§ Work instructions
Pull out every line in the records below that contains the string "slab", and treat uppercase and lowercase as different.

§ Material

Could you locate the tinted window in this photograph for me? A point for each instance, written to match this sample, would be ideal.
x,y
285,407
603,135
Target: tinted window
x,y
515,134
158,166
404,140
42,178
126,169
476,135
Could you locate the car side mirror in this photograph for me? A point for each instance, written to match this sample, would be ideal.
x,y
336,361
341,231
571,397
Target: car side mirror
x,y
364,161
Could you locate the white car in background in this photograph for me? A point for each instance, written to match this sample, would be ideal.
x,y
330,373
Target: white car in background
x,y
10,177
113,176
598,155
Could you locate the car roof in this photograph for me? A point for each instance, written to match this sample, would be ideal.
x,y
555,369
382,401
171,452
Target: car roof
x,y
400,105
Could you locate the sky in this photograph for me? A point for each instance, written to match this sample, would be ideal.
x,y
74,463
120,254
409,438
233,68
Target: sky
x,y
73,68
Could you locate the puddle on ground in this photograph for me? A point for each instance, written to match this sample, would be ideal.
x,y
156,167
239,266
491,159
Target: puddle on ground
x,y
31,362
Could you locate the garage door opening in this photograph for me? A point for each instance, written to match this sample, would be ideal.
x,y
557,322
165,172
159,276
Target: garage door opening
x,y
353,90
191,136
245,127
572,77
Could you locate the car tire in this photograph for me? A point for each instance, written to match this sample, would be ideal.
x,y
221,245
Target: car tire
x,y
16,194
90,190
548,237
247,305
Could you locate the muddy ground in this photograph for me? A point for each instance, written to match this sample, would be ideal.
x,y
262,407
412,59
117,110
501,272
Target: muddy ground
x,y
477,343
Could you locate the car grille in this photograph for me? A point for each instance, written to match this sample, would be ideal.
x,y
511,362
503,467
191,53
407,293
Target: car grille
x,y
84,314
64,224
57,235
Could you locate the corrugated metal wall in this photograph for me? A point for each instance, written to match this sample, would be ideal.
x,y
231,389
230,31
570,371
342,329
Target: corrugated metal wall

* * *

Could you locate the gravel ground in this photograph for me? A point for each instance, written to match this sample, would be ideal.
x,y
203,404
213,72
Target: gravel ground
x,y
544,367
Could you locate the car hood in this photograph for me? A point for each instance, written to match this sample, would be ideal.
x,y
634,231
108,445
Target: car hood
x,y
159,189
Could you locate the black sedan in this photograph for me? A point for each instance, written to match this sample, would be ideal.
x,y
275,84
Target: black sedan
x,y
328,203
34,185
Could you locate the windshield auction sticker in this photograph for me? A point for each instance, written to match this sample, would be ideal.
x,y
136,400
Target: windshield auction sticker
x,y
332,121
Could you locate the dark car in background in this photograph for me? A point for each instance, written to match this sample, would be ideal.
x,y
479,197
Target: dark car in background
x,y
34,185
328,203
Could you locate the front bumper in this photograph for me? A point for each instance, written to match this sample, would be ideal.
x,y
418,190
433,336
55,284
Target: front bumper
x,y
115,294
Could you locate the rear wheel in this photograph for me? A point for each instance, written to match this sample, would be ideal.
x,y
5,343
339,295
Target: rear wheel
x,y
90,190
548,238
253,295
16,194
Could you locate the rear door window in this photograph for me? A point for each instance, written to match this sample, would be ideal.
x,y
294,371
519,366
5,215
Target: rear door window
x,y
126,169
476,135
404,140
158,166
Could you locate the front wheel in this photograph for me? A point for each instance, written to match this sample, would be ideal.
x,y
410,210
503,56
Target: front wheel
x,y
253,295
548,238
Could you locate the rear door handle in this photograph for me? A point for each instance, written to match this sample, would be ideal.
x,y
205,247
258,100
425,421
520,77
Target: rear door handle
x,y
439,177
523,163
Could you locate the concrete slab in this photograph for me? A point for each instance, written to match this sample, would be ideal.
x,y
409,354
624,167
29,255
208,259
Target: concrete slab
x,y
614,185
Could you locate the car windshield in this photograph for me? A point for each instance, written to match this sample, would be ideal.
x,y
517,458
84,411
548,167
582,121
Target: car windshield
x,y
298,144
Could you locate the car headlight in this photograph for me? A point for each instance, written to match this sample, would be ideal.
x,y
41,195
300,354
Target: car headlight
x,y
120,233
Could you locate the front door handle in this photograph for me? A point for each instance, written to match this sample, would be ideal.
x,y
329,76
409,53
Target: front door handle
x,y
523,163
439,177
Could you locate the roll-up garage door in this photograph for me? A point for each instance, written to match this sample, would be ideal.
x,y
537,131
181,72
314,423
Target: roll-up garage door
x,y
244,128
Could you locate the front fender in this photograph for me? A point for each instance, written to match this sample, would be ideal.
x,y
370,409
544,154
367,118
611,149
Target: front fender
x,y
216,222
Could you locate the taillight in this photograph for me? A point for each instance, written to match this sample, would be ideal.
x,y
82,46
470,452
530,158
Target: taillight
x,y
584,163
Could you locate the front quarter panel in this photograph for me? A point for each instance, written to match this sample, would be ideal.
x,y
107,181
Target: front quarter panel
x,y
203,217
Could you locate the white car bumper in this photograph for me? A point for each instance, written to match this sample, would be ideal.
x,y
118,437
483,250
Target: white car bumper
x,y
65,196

==

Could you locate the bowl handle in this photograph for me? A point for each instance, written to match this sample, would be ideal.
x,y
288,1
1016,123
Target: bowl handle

§ Solution below
Could you locate the concrete slab in this photograph for me? A point for each instance, written to match this sample, would be ideal.
Target: concrete slab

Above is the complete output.